PROVIDED TEXT Block Start
We’re already seeing use of this in scam calls.

In the future we’re going to see a LOT of fake images during election season. Previously Trump used them to generate fake images promoting himself; eg hanging out with people of colour. In the future we’re going to see fake videos of political opponents doing/saying things they never did.

How can we build the necessary guard rails, especially since this stuff is open source and can be run locally? Fact checkers won’t help because we already have people believing “alternate facts”. Consensus reality appears to be a thing of the past, and everyone lives in their own private reality.

(This is depressing. Sorry! And it’s not really an AI problem, but it’s something AI will make worse).

I think we’ve entered a future where you can’t believe anything you don’t see or here, in person, with your own eyes and ears. And, as noted, even that’s not infallible!

Summary

I’m not, in general, a fan of AI. I don’t want it on my machine, I don’t want it writing my code. I definitely don’t want it writing code for my employer (if I still had one). I’ve modified my web browser configs so that my search excludes AI results, because they’re frequently wrong.
PROVIDED TEXT Block End
INFORMATION SHOWN Block Start
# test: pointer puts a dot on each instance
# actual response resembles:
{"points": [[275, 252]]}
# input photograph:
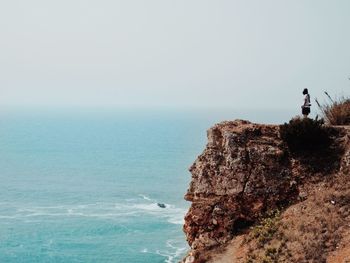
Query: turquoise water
{"points": [[84, 187]]}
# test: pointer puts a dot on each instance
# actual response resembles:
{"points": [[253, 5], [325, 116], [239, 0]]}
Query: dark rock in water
{"points": [[161, 205]]}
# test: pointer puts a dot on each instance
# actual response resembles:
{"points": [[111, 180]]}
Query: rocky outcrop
{"points": [[245, 171]]}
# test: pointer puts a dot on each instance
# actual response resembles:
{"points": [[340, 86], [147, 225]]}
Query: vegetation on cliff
{"points": [[335, 111], [267, 193]]}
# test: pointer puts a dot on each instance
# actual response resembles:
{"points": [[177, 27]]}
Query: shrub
{"points": [[336, 112], [305, 134]]}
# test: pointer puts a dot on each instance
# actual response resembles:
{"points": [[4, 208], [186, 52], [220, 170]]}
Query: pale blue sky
{"points": [[248, 54]]}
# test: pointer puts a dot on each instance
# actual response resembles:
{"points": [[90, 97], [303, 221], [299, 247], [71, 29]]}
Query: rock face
{"points": [[244, 171]]}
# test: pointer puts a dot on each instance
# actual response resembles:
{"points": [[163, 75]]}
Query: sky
{"points": [[237, 54]]}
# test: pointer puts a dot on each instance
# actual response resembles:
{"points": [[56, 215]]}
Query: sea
{"points": [[85, 186]]}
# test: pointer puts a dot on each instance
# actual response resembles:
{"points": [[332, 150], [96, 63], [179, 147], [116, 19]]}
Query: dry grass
{"points": [[306, 232], [336, 111]]}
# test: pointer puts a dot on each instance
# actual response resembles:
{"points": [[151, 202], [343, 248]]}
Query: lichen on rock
{"points": [[244, 171]]}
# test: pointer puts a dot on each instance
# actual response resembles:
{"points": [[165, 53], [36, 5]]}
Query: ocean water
{"points": [[84, 186]]}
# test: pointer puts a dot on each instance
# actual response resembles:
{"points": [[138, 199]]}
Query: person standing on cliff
{"points": [[305, 108]]}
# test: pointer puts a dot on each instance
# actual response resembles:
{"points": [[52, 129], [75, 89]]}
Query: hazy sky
{"points": [[172, 53]]}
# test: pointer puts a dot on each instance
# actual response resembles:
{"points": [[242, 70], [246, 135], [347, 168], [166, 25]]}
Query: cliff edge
{"points": [[254, 201]]}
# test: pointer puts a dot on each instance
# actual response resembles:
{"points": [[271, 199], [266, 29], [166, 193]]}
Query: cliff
{"points": [[254, 201]]}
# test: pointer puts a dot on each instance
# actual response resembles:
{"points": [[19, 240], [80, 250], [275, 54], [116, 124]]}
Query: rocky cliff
{"points": [[246, 174]]}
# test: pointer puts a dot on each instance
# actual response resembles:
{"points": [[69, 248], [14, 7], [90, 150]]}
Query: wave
{"points": [[98, 210], [175, 251]]}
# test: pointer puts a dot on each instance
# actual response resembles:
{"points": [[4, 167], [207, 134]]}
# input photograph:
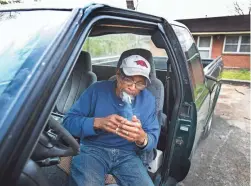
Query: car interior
{"points": [[56, 166]]}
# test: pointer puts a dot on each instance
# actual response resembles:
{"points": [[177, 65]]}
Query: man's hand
{"points": [[132, 131], [109, 123]]}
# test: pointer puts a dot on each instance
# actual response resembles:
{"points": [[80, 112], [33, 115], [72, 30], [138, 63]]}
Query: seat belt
{"points": [[167, 87]]}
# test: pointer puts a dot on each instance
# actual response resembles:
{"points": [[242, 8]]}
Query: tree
{"points": [[240, 10]]}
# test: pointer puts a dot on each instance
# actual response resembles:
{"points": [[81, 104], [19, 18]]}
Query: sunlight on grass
{"points": [[236, 74]]}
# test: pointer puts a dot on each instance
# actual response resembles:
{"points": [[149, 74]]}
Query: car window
{"points": [[193, 58], [106, 49], [24, 36]]}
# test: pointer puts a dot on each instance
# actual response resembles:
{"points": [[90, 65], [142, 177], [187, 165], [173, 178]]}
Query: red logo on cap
{"points": [[141, 63]]}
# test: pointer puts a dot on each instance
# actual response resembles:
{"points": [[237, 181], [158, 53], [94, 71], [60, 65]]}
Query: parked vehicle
{"points": [[43, 73]]}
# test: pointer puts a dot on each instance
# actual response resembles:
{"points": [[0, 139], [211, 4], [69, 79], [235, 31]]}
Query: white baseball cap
{"points": [[136, 65]]}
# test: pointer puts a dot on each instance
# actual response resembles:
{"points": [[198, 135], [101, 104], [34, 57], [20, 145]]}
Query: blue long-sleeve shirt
{"points": [[100, 100]]}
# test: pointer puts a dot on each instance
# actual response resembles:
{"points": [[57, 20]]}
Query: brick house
{"points": [[227, 36]]}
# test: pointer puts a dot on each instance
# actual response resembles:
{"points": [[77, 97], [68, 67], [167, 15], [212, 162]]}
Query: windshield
{"points": [[24, 36]]}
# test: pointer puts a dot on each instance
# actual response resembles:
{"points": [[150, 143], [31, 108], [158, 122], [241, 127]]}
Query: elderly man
{"points": [[110, 135]]}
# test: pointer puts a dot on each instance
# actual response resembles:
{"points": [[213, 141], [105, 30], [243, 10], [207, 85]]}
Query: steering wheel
{"points": [[59, 143]]}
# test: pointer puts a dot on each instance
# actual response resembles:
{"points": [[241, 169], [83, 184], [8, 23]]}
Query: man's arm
{"points": [[152, 129], [78, 120]]}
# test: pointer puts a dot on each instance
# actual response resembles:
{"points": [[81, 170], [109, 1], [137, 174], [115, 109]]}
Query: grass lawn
{"points": [[236, 74]]}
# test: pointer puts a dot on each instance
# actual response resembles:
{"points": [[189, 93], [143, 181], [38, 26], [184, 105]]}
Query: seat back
{"points": [[80, 79], [156, 87]]}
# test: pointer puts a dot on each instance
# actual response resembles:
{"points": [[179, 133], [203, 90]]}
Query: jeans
{"points": [[90, 166]]}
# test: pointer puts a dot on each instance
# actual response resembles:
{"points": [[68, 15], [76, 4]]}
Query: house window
{"points": [[204, 44], [237, 44]]}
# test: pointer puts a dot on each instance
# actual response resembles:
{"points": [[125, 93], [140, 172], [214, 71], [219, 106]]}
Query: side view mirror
{"points": [[211, 78]]}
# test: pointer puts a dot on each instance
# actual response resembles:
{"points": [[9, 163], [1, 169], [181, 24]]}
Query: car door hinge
{"points": [[179, 141]]}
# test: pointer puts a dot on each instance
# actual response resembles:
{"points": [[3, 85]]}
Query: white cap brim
{"points": [[129, 71]]}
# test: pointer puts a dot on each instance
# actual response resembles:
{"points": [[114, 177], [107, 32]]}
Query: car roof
{"points": [[67, 6]]}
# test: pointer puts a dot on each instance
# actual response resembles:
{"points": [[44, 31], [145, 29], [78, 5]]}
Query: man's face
{"points": [[132, 85]]}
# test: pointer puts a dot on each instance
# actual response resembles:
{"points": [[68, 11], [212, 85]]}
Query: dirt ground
{"points": [[223, 159]]}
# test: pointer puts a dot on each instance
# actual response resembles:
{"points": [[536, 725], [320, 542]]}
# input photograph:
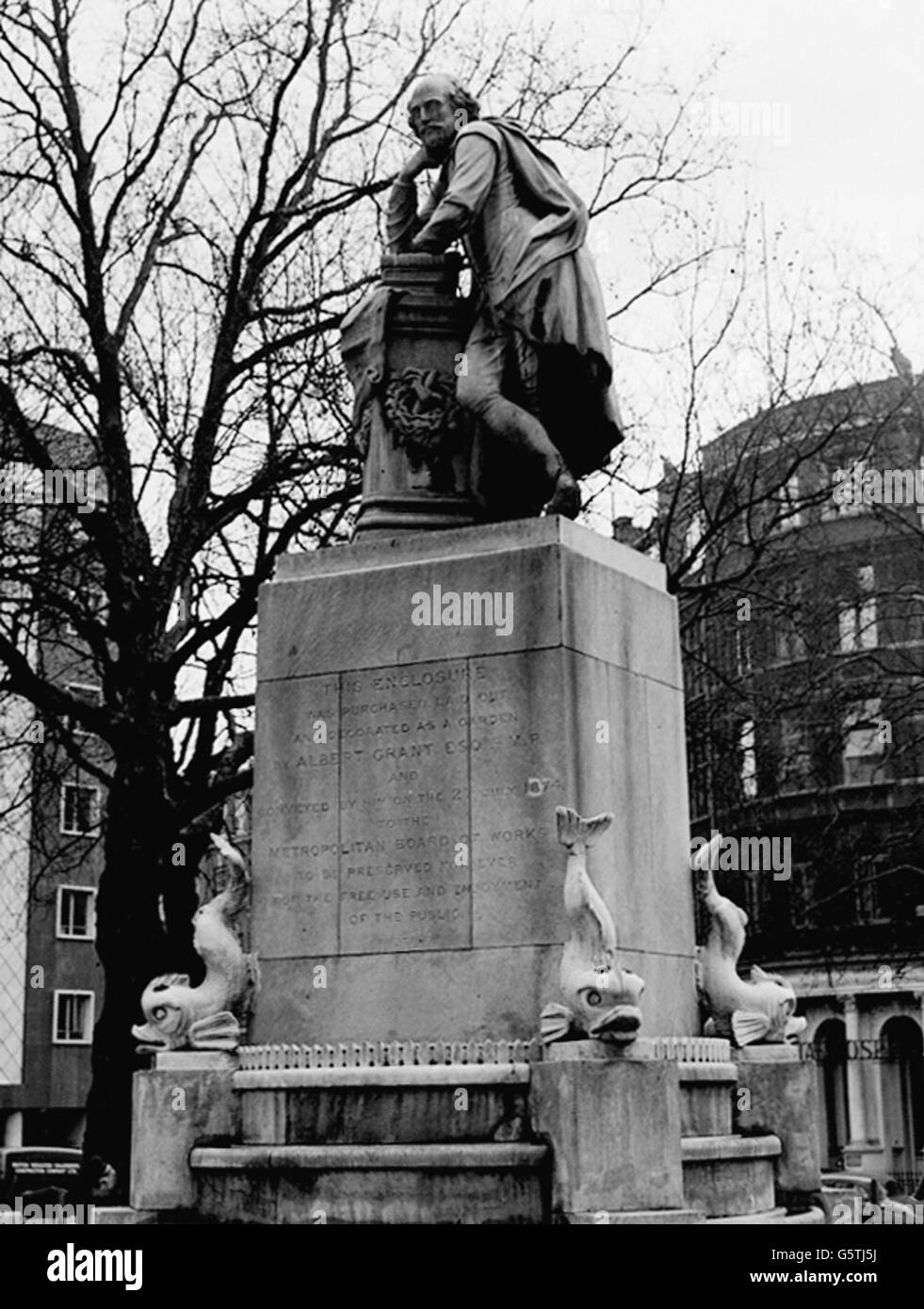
INFORMATION SHOWN Block End
### PROBLEMS TO WORK ON
1. Using the commentary on AI-generated fakes, decide whether each statement agrees with it. Answer yes or no for each, and quote the words that decide it.
(a) The author expects fact checkers to keep people from believing fake images and videos.
(b) The author has set up the web browser so that searches leave out AI results.
(c) The author describes the loss of a shared reality as mainly an AI problem.
2. According to the commentary on AI-generated fakes, what did Trump previously use fake images for?
3. Write the next part of the commentary on AI-generated fakes, picking up after its last sentence and keeping the author's first-person voice.

### ANSWERS TO THE EXERCISES
1.
(a) No: "Fact checkers won’t help because we already have people believing “alternate facts”."
(b) Yes: "I’ve modified my web browser configs so that my search excludes AI results, because they’re frequently wrong."
(c) No: "And it’s not really an AI problem, but it’s something AI will make worse"

2. He used them to promote himself, for example with images of him "hanging out with people of colour."

3.
But I can see areas where, as a consumer of services it can make my life better (eg IVR systems).

Wherever this form of AI is used, it’s essential that HITL is present. And you need to evaluate the cost of that; it might turn out that you’ve shifted cost from stage 1 over to stage 3 of a process (in programming terms you’ve shifted right!) and potentially increased overall costs as a result.

I suspect this whole post will be controversial simply because of the areas I’m covering. Everyone has their own opinions. But that’s what this blog is here for; for me to opinion on things!

If you have an AI area you want to hear me ramble on about, let me know :-)

And this post was written without the help of any AI; indeed I wrote it using vi in an ssh window.